--- Task ---
Could you set down all of the data again, exactly as it stands?

--- Records supplied ---
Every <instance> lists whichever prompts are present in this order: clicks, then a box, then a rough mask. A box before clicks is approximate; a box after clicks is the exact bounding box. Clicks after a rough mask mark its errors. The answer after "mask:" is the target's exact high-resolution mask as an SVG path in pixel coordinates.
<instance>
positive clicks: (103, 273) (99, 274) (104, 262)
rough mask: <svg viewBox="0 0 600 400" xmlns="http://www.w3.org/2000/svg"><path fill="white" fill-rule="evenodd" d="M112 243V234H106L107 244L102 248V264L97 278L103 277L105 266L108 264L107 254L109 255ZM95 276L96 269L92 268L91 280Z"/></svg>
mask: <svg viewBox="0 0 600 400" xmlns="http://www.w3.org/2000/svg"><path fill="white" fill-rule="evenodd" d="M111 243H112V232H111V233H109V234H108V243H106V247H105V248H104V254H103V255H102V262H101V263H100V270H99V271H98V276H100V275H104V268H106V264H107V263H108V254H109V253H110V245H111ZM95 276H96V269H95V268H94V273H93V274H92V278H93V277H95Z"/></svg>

--- Solution below ---
Every <instance> lists whichever prompts are present in this order: clicks, then a box, then a rough mask. A box before clicks is approximate; a box after clicks is the exact bounding box. Clicks after a rough mask mark its errors. The answer after "mask:" is the target's exact high-resolution mask as an SVG path in pixel coordinates.
<instance>
positive clicks: (103, 273) (99, 274) (104, 262)
rough mask: <svg viewBox="0 0 600 400" xmlns="http://www.w3.org/2000/svg"><path fill="white" fill-rule="evenodd" d="M112 243V234H106L107 244L102 248V264L97 278L103 277L105 266L108 264L107 254L109 255ZM95 276L96 269L92 268L91 280Z"/></svg>
mask: <svg viewBox="0 0 600 400" xmlns="http://www.w3.org/2000/svg"><path fill="white" fill-rule="evenodd" d="M111 243H112V232H111V233H109V234H108V243H106V247H105V248H104V254H103V255H102V262H101V263H100V270H99V271H98V276H100V275H104V268H106V264H107V263H108V254H109V253H110V245H111ZM95 276H96V269H95V268H94V273H93V274H92V278H93V277H95Z"/></svg>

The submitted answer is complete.